* **Given problem**:
Reproduce the lines below, substituting "sample output" for every occurrence of "example output" and leaving everything else unchanged.

Segmentation dataset excerpts
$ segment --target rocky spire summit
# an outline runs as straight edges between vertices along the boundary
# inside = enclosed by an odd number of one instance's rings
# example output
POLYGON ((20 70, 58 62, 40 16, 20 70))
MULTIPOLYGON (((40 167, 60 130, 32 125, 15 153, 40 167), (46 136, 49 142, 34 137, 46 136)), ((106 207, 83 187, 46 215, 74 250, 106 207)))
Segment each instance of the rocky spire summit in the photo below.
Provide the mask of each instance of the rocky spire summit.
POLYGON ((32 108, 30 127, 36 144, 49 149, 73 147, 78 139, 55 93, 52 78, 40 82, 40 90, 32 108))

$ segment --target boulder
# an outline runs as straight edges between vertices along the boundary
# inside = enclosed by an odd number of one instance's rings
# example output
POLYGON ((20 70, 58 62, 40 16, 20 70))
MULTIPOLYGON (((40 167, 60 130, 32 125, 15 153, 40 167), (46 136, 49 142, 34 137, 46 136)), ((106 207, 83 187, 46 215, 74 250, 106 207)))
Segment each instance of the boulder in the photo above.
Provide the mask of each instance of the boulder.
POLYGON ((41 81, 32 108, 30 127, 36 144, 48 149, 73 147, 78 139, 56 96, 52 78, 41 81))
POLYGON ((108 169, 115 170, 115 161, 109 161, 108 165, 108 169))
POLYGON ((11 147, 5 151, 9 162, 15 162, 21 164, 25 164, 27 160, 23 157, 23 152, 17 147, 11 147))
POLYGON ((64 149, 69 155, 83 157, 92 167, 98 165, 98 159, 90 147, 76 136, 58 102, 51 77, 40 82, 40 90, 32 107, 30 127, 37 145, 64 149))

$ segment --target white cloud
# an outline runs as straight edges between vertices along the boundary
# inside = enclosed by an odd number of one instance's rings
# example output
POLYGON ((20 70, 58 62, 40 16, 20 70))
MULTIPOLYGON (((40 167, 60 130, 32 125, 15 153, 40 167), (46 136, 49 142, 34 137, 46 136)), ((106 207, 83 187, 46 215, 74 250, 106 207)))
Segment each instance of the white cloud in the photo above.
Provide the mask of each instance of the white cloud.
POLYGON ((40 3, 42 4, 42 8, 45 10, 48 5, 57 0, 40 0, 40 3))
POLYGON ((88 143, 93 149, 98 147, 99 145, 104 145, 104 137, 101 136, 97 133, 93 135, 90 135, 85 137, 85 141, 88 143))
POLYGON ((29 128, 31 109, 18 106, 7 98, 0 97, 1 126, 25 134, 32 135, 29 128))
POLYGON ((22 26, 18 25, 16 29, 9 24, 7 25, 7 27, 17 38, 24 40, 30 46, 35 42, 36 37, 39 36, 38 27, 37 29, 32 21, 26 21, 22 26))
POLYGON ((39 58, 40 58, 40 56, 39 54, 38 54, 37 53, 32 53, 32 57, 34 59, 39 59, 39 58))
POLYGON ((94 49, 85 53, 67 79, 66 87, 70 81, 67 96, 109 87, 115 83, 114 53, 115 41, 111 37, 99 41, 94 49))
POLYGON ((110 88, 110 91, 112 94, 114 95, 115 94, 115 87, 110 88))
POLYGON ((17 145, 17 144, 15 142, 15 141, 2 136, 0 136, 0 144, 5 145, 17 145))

* **Task solution**:
$ segment --target rocky spire summit
# an outline runs as straight edges between vertices along the boundary
# inside = enclosed by an odd number of one instance's rings
# sample output
POLYGON ((20 70, 58 62, 40 16, 20 70))
MULTIPOLYGON (((40 167, 60 130, 32 125, 15 153, 40 167), (46 136, 49 142, 34 137, 46 136)), ((106 207, 83 187, 46 215, 74 250, 106 207)))
Segment each instance of the rocky spire summit in the photo below.
Provide the mask of each instance of the rocky spire summit.
POLYGON ((32 108, 30 127, 36 144, 49 149, 73 147, 78 139, 55 93, 52 78, 40 82, 40 90, 32 108))

$ segment --target boulder
# an outline runs as straight edges between vertices along the boundary
# inside = enclosed by an odd number of one instance's rings
# sample output
POLYGON ((20 70, 58 62, 40 16, 20 70))
MULTIPOLYGON (((40 167, 60 130, 32 125, 15 153, 40 167), (46 136, 49 142, 34 137, 46 136)), ((106 207, 83 187, 46 215, 74 250, 106 207)))
Segment each instance of the boulder in the photo above.
Provide the mask of each instance of the boulder.
POLYGON ((41 81, 32 108, 30 127, 36 144, 48 149, 73 147, 78 139, 56 96, 52 78, 41 81))
POLYGON ((108 169, 115 170, 115 161, 109 161, 108 165, 108 169))
POLYGON ((11 147, 5 151, 9 162, 15 162, 21 164, 25 164, 27 160, 23 157, 23 152, 17 147, 11 147))
POLYGON ((64 149, 69 155, 83 157, 92 167, 98 165, 98 159, 90 147, 76 136, 58 102, 51 77, 40 82, 40 90, 32 107, 30 127, 37 145, 64 149))

$ segment --target white cloud
# an outline runs as straight edges between vertices along the boundary
# inside = enclosed by an odd number of one instance's rings
# sample output
POLYGON ((20 70, 58 62, 40 16, 20 70))
MULTIPOLYGON (((40 167, 60 130, 32 125, 15 153, 40 167), (46 136, 49 142, 34 137, 46 136)), ((106 207, 83 187, 46 215, 74 250, 106 207)))
Segment each instance of the white cloud in the photo above.
Provide the mask of each instance of the white cloud.
POLYGON ((40 3, 42 4, 42 8, 45 10, 48 5, 57 0, 40 0, 40 3))
POLYGON ((88 143, 93 149, 98 147, 99 145, 104 145, 104 137, 101 136, 97 133, 93 135, 90 135, 85 137, 85 141, 88 143))
POLYGON ((29 128, 31 109, 18 106, 7 98, 0 97, 1 126, 25 134, 32 135, 29 128))
POLYGON ((22 26, 18 25, 16 29, 9 24, 7 25, 7 27, 17 38, 24 40, 30 46, 35 42, 36 37, 39 36, 38 27, 37 29, 32 21, 26 21, 22 26))
POLYGON ((39 58, 40 58, 40 56, 39 54, 38 54, 37 53, 32 53, 32 57, 34 59, 39 59, 39 58))
POLYGON ((94 49, 85 53, 67 79, 66 87, 70 81, 67 96, 109 87, 115 83, 114 53, 115 41, 111 37, 99 41, 94 49))
POLYGON ((110 88, 110 91, 112 94, 114 95, 115 94, 115 87, 110 88))
POLYGON ((17 145, 17 144, 15 142, 15 141, 2 136, 0 136, 0 144, 5 145, 17 145))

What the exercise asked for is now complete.